Short task: Copy the records verbatim, starting at their first line and stopping after the line that contains "[451,132,486,276]". Include both of those lines.

[Box-labeled dataset extracts]
☆ ☆ ☆ ☆ ☆ ☆ ☆

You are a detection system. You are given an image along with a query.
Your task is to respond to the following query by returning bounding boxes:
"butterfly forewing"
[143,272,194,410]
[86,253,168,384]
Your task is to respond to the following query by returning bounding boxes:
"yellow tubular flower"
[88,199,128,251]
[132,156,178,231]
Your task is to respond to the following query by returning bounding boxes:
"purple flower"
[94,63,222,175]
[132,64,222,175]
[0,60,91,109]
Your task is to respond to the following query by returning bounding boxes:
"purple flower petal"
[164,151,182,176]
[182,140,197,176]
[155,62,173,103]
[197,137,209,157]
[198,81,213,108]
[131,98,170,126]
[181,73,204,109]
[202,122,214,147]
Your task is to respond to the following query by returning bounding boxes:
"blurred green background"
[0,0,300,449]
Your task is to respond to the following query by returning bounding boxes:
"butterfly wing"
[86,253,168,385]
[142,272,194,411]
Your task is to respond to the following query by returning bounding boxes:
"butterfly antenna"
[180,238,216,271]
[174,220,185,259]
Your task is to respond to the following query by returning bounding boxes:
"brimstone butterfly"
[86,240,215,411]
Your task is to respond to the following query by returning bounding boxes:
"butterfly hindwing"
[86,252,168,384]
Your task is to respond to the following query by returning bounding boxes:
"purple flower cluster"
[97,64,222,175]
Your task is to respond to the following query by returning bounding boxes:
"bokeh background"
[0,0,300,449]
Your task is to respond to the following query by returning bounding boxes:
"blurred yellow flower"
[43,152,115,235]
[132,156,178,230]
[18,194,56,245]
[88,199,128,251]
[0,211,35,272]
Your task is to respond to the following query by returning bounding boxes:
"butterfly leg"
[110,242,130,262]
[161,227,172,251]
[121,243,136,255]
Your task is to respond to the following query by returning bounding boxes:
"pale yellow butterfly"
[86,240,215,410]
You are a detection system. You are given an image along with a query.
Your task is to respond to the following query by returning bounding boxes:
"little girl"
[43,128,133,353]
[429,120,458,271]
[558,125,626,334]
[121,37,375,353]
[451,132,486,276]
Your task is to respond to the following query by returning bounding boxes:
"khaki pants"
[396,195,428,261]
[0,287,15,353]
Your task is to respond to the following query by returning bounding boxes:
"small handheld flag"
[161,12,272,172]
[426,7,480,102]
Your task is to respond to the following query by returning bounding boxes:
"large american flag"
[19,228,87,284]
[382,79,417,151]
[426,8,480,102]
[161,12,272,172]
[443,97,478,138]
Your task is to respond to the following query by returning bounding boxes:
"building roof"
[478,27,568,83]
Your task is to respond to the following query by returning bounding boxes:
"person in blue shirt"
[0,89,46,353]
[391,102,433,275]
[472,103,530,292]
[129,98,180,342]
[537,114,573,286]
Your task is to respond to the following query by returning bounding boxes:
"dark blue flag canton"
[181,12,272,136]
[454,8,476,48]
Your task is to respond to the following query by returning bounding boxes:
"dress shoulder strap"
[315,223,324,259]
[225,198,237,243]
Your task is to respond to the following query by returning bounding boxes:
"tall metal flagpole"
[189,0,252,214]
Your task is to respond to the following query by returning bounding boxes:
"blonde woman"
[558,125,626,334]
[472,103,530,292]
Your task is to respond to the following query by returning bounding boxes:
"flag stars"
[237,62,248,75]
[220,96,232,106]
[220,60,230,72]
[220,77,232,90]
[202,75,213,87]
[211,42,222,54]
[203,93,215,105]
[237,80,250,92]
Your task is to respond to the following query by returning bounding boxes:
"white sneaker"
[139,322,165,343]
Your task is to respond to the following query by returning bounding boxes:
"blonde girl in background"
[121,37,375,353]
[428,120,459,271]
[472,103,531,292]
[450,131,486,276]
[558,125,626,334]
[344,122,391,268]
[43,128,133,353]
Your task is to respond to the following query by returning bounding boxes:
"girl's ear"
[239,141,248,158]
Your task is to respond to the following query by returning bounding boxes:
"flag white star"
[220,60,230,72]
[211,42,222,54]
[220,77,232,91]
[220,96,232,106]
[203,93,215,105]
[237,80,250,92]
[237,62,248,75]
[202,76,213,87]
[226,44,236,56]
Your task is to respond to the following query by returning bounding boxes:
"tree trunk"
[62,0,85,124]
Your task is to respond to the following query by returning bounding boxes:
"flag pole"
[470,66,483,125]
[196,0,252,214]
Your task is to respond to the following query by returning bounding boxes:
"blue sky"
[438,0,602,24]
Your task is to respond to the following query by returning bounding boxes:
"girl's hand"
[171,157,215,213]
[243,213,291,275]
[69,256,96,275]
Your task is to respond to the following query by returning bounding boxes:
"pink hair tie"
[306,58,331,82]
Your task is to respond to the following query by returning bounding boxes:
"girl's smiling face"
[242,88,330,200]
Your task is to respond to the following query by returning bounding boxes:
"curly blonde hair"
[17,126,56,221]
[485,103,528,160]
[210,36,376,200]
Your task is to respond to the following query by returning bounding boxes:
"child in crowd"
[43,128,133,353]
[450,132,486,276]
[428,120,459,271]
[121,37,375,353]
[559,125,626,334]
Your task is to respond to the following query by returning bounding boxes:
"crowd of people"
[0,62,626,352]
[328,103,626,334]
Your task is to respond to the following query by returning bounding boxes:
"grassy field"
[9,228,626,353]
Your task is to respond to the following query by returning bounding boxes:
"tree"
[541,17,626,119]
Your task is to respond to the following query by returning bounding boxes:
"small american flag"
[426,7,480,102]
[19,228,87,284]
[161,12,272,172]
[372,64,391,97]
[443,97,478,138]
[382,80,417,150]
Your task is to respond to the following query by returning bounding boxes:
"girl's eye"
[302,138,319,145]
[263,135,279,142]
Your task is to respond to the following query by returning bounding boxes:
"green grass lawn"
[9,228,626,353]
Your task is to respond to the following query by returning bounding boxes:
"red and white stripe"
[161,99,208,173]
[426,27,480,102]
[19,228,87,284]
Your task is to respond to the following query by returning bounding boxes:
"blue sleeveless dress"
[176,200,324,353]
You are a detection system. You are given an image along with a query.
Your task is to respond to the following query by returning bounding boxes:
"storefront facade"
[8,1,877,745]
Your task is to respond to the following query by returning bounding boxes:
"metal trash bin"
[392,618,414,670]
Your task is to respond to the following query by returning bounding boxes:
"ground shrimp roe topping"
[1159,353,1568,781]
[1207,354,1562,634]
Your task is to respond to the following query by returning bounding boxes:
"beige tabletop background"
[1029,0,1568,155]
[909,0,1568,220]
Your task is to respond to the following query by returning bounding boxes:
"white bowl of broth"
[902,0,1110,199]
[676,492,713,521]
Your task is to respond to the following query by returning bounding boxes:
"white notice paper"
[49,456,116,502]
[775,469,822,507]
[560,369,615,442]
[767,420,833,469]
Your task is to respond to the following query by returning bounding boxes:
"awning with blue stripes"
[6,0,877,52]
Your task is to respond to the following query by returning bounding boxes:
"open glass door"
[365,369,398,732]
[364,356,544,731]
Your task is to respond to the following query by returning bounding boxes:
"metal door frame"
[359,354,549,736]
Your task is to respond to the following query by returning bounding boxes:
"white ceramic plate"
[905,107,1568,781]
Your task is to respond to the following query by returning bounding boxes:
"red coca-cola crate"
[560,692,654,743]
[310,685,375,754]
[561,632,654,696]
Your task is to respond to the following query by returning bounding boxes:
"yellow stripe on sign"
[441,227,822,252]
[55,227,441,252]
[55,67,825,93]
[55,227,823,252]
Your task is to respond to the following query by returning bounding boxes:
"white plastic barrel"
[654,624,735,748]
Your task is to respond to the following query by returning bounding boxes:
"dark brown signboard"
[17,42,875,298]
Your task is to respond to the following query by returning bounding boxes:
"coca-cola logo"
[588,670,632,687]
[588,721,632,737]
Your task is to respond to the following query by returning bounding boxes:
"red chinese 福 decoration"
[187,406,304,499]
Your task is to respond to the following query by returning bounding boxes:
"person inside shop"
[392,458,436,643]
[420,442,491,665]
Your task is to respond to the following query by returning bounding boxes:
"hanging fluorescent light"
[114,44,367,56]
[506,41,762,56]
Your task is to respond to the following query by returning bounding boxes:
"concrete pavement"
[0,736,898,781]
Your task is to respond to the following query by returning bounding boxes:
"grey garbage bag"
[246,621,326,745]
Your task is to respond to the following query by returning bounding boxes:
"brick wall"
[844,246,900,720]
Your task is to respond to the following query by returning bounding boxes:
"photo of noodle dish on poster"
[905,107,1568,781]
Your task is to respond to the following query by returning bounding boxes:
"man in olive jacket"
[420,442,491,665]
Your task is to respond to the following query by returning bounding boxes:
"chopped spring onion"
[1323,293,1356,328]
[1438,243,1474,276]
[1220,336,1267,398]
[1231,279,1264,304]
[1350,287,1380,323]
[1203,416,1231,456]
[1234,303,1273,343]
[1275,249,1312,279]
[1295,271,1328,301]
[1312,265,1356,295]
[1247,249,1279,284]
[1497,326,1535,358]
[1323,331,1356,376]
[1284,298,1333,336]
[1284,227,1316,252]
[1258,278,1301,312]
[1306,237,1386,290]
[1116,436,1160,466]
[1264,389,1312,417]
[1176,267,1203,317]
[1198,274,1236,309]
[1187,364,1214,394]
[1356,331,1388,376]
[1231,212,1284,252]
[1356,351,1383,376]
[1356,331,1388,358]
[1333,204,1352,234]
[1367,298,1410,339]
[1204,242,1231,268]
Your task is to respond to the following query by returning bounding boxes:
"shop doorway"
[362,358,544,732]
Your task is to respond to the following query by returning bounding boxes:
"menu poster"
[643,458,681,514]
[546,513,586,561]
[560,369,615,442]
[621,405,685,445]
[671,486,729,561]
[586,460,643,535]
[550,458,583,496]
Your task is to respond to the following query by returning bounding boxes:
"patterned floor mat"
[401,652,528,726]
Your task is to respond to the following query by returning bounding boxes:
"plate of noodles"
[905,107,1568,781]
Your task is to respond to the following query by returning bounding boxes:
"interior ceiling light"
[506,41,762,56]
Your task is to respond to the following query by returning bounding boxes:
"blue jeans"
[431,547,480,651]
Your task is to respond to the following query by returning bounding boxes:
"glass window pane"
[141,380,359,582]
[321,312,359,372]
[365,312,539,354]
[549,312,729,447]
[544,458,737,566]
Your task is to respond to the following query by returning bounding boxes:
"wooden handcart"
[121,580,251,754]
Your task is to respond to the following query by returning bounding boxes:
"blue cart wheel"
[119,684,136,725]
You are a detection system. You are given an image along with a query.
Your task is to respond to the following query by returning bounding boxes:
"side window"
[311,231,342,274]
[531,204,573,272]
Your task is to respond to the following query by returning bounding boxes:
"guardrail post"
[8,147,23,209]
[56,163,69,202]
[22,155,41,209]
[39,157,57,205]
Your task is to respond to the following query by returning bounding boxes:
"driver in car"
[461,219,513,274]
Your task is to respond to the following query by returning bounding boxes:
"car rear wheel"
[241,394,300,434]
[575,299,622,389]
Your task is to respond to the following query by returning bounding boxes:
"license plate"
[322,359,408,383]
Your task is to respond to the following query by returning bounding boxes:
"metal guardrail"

☆ ☆ ☆ ☆ ☆ ☆ ☆

Result:
You are a detection system. You are given an image along with a query.
Your task is to respond to the following query by returning bounding boxes:
"butterfly forewing"
[143,272,194,410]
[86,253,168,384]
Your task is to respond to the following query by returning bounding boxes:
"yellow tubular flower"
[88,199,128,251]
[132,156,178,231]
Your task is to respond to the following query by returning bounding boxes:
"purple flower"
[94,63,222,175]
[132,64,222,175]
[0,60,91,109]
Your task is to respond to the following query by returning bounding boxes:
"purple flower petal"
[164,151,182,176]
[182,140,197,176]
[155,62,173,103]
[197,137,209,157]
[198,81,213,108]
[131,98,170,126]
[181,73,204,109]
[202,122,214,147]
Your task is to respond to the following query by returning bounding boxes:
"blurred green background"
[0,0,300,449]
Your task is to respond to the following query by returning bounding boxes:
"butterfly wing"
[86,253,168,385]
[142,272,194,411]
Your task is to respond to the following query by returning bounding boxes:
"butterfly antenna"
[180,238,216,271]
[174,220,185,259]
Your task is to respond to the following query by returning bounding boxes:
"brimstone butterfly"
[86,240,215,411]
Your task is to respond to the following query by returning bounding boxes:
"butterfly hindwing"
[86,252,168,384]
Your task is to respond to the following query by returning bounding boxes:
"purple flower cluster"
[97,64,222,175]
Your task is to respond to the following query by returning bounding boxes:
"bokeh background"
[0,0,300,449]
Your task is to respond to the following query by returning bounding boxes:
"blurred yellow flower"
[43,152,115,235]
[132,156,178,230]
[18,194,56,245]
[88,199,128,251]
[0,211,35,272]
Your task is to respond to the following query by returning bounding boxes:
"butterfly leg"
[110,242,130,262]
[161,227,172,251]
[121,243,136,255]
Your task is to respond to the following query by returning bounding boxes:
"pale yellow butterfly"
[86,240,215,410]
You are a detection system. You are given an image along with a query.
Your task is to respond to the following query by returning bounding boxes:
"little girl"
[43,128,133,353]
[429,120,458,271]
[558,125,626,334]
[121,37,375,353]
[451,132,486,276]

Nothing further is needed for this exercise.